Kutipan Terpilih:
※ ※ ※
Serang (Arrahmah.com) – Jaksa, Polisi dan Pemerintah Daerah (Pemda) harus bertanggungjawab terhadap kejadian bentrokan antara Jemaat Ahmadiyah dan warga pada 6 Februari 2011 lalu. Sebab dalam Surat Keputusan Bersama (SKB) 3 Menteri nomor 3 tahun 2008 KEP-033/A/JA/2008, nomor 199 tahun 2008, ketiganya mempunyai kewajiban untuk melakukan langkah-langkah pembinaan dan pengamanan, dan antisipasi, supaya tidak terjadi kekerasan terhadap jemaat Ahmadiyah.Hal tersebut dikatakan ketua Tim Pengacara Muslim (TPM) Pusat, Mahendradatta, saat membacakan eksepsi terhadap dakwaan JPU kepada terdakwa Muhammad bin Syarif di PN Serang, Selasa (3/5).
“Sehingga dalam hal perkara ini, Jaksa Penuntut Umum (JPU) dan para aparat keamanan yang beredar di dalam dan sekitar gedung Pengadilan Negeri (PN) ini tidak kemudian berlagak suci atau merasa tak bersalah sama sekali,” kata Mahendradatta.
Dalam sidang yang dipimpin hakim Agung Rahardjo didampingi dua angotanya Martini Marja dan Fauziah Anum, Mahendradatta dalam eksepsinya juga mengatakan, bahwa JPU telah memanipulasi atau memotong kronologis peristiwa bentrokan Cikeusik.
“Seperti usaha MUI dan sejumlah Ulama Pandeglang yang terus menerus berupaya menyadarkan jemaat Ahmadiyah yang dipimpin Ismail Suparman. Serta upaya aparat keamanan Cikeusik dan Pandeglang untuk mengamankan Ismail Suparman yang dituruti olehnya (Supaman-red), namun kemudian datang serombongan orang dari Jakarta dan sekitarnya yang dipimpin oleh Deden, jemaat Ahmadiyah,” tegasnya.
※ ※ ※
Daftar Materi:

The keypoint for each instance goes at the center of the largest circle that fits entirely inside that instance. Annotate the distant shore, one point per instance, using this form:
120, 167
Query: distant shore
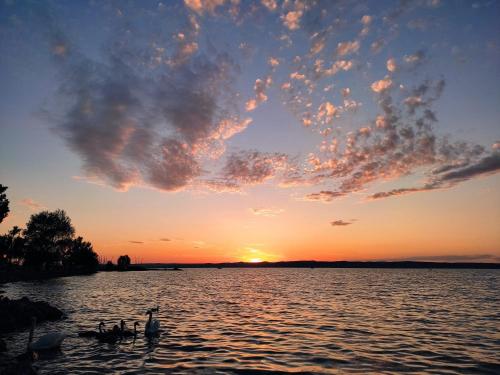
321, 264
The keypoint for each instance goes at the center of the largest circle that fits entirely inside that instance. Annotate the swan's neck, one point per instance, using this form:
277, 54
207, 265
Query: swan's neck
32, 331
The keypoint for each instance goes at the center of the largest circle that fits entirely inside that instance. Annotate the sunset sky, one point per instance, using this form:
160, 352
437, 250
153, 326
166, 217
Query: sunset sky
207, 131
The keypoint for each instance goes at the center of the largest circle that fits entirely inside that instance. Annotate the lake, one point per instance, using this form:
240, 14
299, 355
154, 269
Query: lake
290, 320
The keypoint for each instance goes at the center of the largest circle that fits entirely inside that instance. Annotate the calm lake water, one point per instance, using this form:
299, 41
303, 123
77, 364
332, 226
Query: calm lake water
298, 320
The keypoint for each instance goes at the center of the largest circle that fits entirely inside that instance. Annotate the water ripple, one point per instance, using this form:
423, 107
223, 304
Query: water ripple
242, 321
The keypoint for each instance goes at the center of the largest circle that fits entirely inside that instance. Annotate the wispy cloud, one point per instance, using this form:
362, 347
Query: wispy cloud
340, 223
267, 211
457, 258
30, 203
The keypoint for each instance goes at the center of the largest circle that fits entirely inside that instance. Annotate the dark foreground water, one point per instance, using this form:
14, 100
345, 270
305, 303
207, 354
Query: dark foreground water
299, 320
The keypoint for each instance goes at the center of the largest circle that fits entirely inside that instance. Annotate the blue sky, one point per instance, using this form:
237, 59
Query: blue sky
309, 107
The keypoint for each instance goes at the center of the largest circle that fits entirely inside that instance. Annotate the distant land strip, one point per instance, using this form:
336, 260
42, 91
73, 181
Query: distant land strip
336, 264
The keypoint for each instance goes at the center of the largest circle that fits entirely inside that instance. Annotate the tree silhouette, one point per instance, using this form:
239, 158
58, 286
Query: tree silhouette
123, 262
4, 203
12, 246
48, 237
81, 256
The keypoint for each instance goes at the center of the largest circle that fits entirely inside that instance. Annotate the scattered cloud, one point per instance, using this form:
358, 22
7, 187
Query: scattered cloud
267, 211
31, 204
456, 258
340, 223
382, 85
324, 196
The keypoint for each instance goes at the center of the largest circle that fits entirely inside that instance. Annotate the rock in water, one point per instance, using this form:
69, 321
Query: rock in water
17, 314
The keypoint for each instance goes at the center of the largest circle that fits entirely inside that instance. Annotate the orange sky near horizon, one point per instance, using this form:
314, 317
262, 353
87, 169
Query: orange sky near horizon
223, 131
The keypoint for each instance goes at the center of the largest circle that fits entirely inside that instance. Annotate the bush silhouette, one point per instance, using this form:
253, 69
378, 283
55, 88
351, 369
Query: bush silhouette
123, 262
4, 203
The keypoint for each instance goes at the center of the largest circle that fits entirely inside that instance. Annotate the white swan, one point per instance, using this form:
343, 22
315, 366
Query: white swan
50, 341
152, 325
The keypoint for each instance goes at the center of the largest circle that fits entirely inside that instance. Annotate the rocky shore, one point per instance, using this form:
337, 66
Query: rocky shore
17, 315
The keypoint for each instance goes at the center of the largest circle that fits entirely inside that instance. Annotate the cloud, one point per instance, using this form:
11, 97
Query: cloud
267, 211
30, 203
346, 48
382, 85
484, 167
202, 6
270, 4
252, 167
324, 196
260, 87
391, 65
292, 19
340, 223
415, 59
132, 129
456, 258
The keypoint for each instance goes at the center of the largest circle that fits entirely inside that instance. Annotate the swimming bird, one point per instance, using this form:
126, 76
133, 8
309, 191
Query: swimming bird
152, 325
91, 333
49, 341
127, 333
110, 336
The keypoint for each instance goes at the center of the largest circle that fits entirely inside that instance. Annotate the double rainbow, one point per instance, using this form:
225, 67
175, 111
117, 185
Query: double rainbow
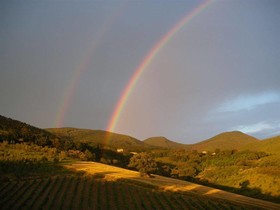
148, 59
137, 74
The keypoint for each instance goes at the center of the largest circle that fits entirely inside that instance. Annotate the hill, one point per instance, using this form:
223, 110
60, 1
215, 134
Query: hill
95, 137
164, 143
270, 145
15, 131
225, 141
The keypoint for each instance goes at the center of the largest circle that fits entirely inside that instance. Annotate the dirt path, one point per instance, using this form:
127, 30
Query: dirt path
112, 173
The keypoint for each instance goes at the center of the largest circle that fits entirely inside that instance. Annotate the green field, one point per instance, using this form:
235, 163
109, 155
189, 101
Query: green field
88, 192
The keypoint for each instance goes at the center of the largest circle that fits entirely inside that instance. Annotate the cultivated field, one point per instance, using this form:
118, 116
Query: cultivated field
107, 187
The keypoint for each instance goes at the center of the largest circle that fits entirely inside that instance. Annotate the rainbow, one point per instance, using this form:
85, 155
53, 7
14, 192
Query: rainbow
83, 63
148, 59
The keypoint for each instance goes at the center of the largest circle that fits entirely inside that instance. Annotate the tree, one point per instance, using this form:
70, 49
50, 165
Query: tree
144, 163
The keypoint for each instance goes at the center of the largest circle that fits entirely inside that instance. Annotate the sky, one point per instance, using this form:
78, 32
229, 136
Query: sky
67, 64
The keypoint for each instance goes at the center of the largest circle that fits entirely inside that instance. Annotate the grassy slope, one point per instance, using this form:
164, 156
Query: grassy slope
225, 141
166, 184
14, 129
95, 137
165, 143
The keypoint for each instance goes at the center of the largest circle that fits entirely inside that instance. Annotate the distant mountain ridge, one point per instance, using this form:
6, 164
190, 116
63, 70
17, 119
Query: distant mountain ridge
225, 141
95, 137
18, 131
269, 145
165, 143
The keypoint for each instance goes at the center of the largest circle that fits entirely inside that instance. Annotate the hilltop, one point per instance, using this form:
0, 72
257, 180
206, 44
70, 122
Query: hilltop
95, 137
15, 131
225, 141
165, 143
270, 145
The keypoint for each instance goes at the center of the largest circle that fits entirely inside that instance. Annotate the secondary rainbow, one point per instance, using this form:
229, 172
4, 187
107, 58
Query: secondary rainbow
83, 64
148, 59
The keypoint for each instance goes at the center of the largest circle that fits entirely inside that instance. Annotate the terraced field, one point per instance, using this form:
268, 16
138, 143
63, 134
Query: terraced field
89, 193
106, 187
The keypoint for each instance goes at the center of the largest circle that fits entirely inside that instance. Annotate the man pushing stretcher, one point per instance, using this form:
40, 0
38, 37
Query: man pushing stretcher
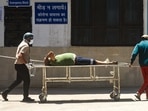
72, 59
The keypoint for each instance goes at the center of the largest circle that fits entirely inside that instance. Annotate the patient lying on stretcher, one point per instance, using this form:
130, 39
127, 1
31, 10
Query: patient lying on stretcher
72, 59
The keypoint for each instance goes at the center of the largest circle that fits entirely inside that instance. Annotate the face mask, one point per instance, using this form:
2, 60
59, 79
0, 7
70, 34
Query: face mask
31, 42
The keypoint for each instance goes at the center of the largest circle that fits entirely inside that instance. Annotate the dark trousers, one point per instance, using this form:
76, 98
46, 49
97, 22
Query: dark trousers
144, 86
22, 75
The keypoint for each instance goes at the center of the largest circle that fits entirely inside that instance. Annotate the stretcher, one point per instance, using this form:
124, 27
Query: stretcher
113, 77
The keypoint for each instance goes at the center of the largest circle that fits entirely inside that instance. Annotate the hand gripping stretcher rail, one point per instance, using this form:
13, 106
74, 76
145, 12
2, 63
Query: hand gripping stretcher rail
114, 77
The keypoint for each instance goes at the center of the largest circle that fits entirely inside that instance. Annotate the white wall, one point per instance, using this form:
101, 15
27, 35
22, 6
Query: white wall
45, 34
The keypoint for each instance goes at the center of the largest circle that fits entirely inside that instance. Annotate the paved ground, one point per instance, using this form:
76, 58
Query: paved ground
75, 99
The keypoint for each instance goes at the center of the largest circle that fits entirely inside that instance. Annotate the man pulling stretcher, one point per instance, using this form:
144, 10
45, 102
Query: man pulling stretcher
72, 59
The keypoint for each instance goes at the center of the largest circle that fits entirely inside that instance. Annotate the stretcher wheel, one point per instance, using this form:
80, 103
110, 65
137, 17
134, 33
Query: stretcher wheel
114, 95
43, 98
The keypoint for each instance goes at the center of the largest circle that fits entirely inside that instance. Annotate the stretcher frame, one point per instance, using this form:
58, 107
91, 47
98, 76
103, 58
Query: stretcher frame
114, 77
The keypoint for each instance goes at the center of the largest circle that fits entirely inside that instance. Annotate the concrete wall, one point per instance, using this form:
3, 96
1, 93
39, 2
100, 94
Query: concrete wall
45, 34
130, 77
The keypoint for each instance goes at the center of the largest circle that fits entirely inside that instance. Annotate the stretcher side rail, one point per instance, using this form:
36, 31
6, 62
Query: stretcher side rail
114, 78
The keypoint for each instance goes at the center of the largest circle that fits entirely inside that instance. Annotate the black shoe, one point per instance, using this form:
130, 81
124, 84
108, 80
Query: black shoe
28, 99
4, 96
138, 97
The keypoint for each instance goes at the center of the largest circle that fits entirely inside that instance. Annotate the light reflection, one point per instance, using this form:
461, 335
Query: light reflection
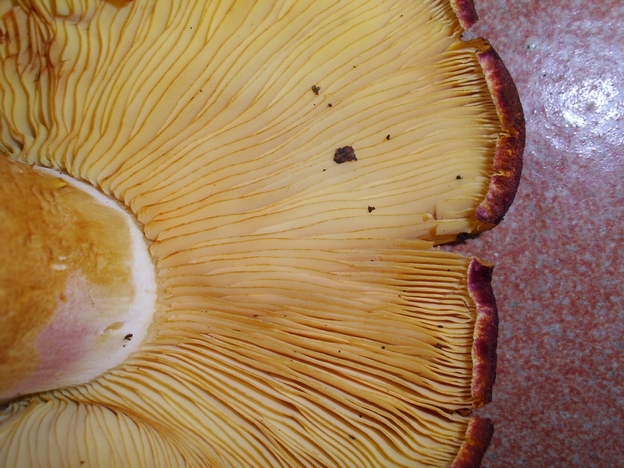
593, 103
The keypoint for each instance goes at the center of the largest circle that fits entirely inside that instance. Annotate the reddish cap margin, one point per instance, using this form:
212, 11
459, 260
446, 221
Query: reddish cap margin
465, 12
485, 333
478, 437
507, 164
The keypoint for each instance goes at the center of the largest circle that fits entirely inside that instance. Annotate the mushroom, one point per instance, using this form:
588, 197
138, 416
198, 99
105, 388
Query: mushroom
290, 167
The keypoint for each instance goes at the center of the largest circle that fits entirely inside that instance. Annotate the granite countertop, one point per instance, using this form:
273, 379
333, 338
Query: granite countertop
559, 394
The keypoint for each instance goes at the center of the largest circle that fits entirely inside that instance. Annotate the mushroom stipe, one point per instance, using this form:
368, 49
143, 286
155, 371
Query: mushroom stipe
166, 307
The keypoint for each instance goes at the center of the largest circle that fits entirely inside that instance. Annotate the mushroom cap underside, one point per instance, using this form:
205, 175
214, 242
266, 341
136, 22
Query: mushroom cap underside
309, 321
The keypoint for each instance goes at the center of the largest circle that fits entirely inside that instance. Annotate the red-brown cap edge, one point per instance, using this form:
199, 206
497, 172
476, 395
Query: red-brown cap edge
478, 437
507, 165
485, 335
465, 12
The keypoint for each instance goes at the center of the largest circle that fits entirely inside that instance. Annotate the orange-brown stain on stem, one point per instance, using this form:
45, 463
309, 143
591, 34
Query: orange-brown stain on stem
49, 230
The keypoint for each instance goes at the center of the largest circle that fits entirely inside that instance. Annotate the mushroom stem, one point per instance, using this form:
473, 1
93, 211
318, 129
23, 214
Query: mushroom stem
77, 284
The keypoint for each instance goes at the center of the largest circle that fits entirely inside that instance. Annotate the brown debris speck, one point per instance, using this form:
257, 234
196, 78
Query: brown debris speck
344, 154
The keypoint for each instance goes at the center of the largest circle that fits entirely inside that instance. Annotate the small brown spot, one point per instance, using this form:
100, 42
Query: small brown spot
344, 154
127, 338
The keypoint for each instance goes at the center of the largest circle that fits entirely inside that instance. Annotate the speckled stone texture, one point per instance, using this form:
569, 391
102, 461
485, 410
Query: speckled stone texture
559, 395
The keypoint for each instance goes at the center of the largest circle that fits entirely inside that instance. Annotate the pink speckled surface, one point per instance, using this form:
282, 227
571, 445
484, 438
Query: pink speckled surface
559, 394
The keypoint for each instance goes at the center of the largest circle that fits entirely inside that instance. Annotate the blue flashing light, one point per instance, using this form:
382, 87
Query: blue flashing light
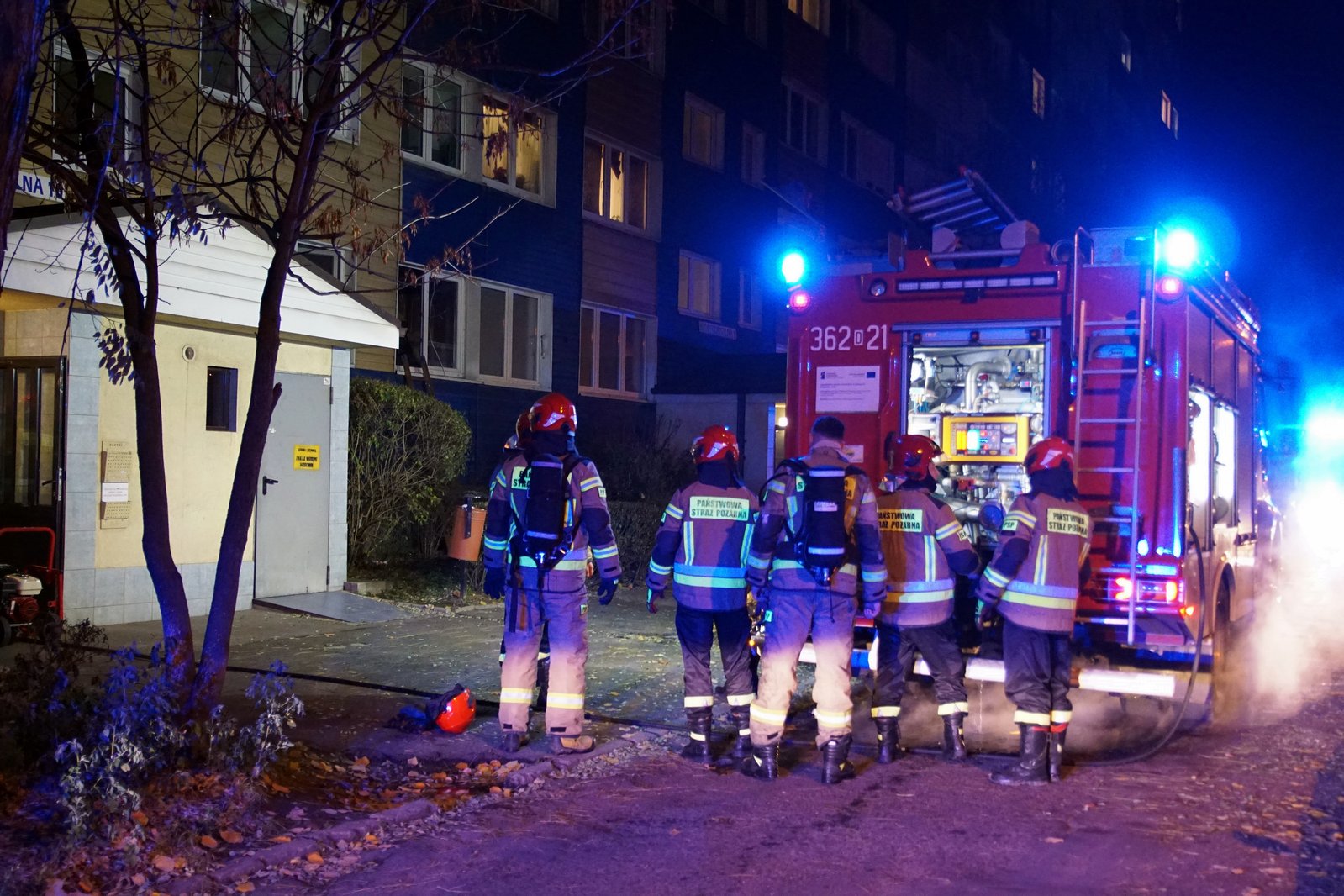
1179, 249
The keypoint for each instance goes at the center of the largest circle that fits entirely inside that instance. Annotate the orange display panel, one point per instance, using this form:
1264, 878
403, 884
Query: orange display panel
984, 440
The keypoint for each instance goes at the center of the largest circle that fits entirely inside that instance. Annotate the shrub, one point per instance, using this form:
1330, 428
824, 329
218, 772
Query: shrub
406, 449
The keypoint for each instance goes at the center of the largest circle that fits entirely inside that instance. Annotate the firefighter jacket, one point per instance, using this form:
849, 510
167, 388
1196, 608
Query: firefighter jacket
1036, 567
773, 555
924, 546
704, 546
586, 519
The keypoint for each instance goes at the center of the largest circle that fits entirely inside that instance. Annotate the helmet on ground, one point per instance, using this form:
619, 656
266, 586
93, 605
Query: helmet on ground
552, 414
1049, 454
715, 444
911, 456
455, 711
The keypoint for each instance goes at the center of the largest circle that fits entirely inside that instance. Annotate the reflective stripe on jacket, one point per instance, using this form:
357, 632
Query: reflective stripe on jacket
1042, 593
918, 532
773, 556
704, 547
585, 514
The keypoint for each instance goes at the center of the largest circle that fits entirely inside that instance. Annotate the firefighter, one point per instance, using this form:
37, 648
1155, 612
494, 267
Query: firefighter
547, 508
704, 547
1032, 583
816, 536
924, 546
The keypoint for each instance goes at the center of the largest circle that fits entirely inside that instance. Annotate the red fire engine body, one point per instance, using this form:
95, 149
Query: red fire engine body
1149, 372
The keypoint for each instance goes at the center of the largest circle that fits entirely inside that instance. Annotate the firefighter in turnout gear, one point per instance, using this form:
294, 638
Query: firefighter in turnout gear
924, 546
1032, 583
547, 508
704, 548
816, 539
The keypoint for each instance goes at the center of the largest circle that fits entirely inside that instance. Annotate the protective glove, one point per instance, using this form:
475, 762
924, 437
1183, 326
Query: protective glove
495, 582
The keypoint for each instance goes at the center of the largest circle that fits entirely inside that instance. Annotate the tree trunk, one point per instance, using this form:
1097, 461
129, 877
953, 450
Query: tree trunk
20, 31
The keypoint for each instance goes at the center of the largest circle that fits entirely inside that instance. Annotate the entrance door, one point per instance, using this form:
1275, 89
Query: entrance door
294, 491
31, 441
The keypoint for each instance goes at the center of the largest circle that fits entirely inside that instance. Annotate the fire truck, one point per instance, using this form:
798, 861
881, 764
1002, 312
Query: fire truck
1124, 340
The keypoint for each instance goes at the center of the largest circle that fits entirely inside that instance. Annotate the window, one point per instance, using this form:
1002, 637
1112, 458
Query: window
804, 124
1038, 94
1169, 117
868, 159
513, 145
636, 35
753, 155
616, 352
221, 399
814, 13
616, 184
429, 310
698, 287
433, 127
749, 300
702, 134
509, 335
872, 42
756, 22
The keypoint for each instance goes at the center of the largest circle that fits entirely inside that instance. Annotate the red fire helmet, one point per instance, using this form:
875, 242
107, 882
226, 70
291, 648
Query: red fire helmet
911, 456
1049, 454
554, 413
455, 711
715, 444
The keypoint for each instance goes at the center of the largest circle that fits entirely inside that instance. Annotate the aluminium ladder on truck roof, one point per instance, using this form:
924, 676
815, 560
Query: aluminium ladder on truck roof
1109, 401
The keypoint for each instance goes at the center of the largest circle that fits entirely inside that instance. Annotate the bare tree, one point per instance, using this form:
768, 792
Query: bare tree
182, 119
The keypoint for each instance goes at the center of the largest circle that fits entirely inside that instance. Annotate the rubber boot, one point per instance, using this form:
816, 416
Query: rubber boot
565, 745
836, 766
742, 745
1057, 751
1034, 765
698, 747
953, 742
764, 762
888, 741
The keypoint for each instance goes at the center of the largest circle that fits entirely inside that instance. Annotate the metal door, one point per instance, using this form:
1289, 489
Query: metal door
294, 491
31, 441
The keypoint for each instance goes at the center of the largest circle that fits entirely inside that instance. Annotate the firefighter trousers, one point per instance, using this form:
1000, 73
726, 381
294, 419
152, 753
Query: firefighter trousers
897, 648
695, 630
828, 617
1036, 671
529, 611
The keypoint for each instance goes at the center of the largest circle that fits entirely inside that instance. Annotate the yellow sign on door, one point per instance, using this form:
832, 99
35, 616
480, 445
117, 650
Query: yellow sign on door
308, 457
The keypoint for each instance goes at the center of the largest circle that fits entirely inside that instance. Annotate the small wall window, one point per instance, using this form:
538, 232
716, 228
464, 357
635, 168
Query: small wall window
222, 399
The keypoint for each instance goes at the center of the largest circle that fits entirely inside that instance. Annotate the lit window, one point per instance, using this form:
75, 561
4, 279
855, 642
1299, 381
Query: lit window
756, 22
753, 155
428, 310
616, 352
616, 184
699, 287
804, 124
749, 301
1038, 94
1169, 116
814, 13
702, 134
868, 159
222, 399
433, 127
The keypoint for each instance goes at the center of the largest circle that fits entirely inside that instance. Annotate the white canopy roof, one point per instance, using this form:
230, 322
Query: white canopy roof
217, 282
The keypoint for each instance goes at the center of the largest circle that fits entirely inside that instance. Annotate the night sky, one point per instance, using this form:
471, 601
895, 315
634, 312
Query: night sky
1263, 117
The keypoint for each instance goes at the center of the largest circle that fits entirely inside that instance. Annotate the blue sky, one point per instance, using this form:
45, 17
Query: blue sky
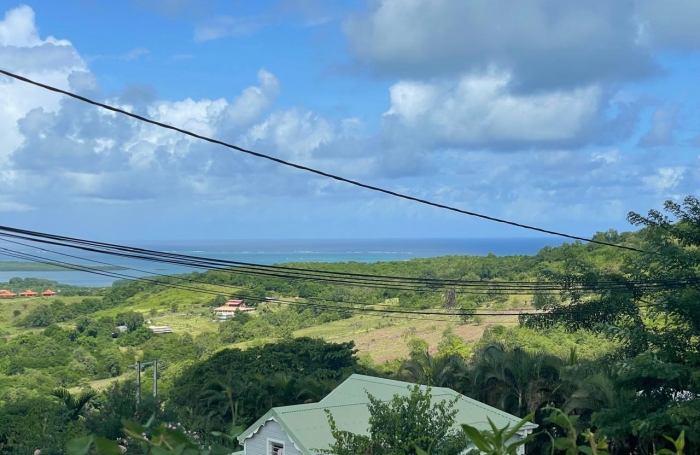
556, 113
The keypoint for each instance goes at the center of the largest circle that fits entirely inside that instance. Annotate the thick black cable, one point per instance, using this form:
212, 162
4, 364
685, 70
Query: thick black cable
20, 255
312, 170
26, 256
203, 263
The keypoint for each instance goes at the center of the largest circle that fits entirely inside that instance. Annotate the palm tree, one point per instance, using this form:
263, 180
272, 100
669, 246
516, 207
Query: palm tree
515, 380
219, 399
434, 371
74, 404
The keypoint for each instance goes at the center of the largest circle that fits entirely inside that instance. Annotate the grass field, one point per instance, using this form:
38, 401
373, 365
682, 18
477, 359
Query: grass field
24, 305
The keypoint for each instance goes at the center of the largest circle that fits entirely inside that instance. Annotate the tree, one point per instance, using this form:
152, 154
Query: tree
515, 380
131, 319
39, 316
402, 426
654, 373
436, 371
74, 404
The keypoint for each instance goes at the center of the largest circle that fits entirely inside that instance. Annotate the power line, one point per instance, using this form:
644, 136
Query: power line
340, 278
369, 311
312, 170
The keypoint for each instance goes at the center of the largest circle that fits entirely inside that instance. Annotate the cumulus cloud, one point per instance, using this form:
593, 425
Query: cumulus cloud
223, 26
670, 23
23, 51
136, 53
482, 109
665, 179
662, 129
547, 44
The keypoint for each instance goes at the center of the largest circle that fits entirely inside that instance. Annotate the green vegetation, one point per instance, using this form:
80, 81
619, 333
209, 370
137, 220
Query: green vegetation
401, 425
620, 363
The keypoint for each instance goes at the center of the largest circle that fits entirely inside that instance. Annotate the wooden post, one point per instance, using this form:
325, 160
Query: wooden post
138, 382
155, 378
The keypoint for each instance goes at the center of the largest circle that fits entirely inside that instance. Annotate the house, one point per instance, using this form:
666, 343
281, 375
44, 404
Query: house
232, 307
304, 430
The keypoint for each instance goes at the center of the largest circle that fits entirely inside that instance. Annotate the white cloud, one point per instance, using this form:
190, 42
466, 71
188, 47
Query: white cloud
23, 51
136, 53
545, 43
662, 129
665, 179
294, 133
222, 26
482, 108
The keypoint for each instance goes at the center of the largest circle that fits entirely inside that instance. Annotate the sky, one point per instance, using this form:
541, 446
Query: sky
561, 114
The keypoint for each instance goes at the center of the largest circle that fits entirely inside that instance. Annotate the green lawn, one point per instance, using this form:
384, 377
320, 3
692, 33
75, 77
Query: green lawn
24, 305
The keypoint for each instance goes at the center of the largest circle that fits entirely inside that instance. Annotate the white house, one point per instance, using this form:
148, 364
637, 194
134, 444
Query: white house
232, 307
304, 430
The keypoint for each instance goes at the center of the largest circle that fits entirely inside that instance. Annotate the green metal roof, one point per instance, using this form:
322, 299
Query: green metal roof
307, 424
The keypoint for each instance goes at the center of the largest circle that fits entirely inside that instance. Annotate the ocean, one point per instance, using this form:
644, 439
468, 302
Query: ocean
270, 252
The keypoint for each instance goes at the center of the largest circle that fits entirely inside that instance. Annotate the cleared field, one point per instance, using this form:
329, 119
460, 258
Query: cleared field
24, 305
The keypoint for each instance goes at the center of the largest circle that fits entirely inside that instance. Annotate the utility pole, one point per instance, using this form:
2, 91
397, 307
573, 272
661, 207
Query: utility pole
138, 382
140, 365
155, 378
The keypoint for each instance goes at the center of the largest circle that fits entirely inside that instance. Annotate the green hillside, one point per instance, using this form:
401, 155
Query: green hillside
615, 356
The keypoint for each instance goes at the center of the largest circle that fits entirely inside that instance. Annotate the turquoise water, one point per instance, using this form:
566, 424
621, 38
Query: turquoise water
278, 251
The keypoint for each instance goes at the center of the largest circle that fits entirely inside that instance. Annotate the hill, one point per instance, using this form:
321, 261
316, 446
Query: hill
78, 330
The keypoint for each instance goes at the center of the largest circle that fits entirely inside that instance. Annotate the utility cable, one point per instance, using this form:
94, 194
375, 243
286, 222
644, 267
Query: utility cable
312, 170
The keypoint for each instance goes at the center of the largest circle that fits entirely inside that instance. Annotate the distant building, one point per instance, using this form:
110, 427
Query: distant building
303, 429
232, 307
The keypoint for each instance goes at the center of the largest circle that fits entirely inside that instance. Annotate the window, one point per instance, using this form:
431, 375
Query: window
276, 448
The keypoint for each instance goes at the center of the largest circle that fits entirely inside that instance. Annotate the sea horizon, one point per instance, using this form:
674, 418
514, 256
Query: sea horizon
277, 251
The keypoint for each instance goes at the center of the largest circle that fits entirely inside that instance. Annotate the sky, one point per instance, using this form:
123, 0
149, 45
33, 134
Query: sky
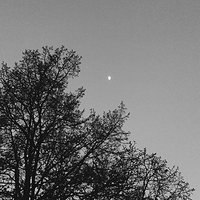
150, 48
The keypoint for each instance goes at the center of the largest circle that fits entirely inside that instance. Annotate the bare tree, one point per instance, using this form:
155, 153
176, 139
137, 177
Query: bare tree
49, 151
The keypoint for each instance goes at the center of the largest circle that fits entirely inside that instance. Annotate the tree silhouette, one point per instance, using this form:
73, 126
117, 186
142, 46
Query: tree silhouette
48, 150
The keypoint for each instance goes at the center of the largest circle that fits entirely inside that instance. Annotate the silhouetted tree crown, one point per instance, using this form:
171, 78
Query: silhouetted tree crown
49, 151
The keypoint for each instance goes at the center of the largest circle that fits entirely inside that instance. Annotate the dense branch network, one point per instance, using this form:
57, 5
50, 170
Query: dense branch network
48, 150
※ ※ ※
Tugas: Menurut artikel tentang bentrokan Cikeusik, siapa hakim yang memimpin sidang? Tolong jawab dalam satu kalimat.

Jawaban: Sidang itu dipimpin oleh hakim Agung Rahardjo.